## WHAT IS ASKED
Gather every line in the entries below that contains the word "basil", and copy each one unchanged.

## EXTRACTED INFORMATION
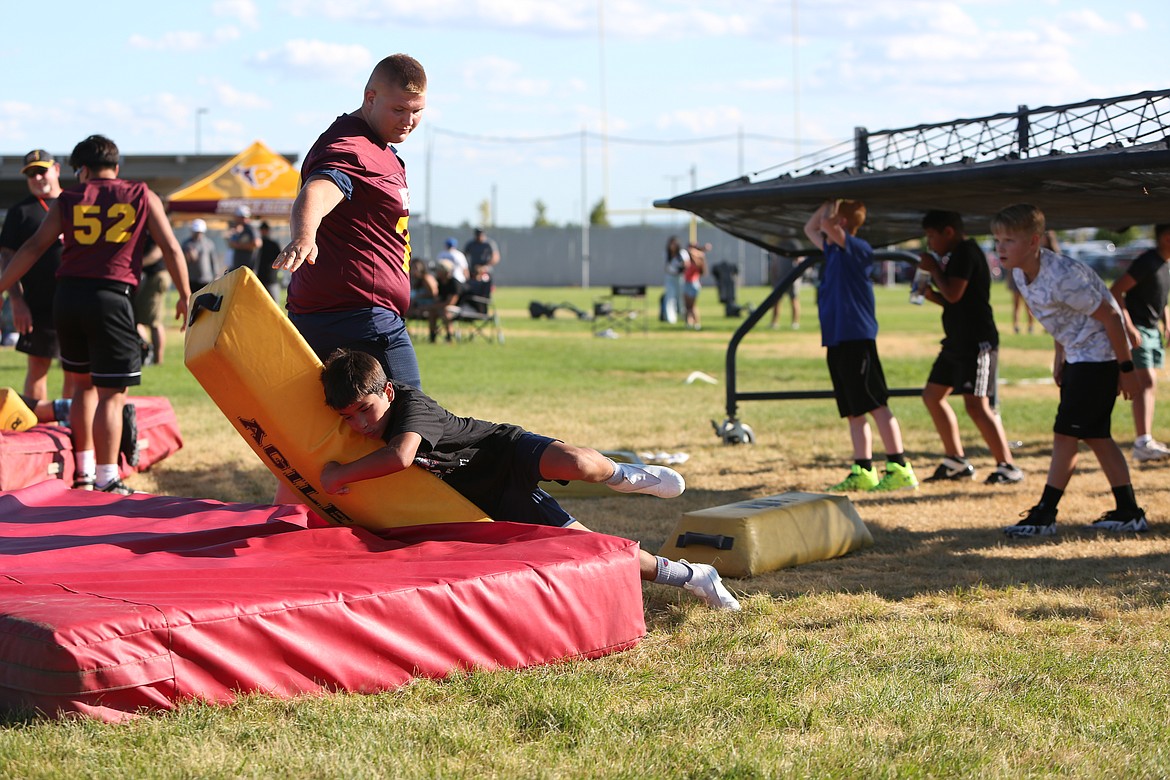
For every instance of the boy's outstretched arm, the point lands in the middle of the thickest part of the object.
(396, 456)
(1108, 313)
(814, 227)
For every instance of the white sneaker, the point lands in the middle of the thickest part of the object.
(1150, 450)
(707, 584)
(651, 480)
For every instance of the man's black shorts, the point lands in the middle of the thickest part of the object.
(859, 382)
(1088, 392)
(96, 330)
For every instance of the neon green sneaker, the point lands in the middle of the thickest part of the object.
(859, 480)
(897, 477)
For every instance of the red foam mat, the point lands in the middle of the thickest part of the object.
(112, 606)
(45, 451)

--

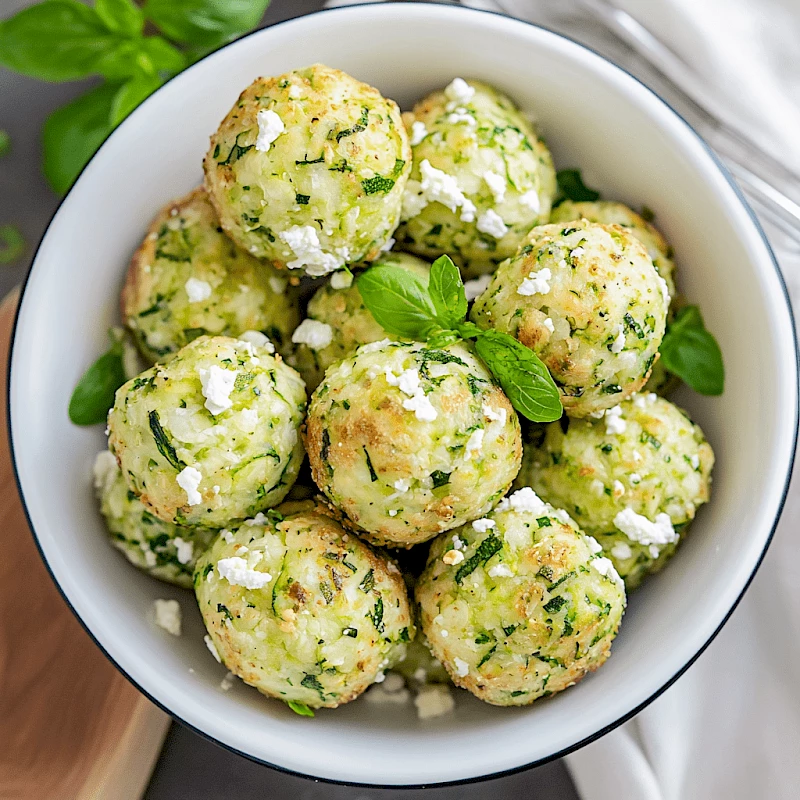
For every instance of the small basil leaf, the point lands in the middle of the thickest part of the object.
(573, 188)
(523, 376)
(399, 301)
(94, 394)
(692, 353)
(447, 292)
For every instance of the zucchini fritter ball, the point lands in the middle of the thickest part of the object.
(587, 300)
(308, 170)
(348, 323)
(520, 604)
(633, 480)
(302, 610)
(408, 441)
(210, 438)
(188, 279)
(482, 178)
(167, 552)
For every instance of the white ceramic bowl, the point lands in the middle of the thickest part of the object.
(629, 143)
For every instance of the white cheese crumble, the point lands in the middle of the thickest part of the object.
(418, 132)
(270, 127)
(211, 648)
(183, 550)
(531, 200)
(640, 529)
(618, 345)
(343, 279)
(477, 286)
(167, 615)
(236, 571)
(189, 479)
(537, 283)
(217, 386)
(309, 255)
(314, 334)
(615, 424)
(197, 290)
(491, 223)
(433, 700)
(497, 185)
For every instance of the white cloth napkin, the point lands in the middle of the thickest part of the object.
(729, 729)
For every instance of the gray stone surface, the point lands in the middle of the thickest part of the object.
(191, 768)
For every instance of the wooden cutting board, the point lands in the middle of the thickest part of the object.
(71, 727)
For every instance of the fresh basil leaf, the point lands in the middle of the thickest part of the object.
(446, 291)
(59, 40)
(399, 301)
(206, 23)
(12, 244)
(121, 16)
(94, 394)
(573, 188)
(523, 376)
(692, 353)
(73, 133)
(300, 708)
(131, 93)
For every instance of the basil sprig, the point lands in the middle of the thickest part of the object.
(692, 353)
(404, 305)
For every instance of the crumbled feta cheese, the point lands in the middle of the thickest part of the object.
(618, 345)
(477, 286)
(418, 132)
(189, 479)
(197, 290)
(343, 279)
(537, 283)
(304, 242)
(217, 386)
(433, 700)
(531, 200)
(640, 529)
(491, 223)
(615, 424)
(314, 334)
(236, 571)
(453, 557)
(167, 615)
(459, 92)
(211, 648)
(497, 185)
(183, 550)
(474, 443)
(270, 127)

## WRITTEN ANSWER
For every instance of the small basil leaf, the point lands in the middle of the thickest part of the object.
For every instance of the fresh basil leaf, the point lands in the middle of the thickest part of the object.
For every instance of the basil sprig, the point lands in the middle of the thickest part of the object.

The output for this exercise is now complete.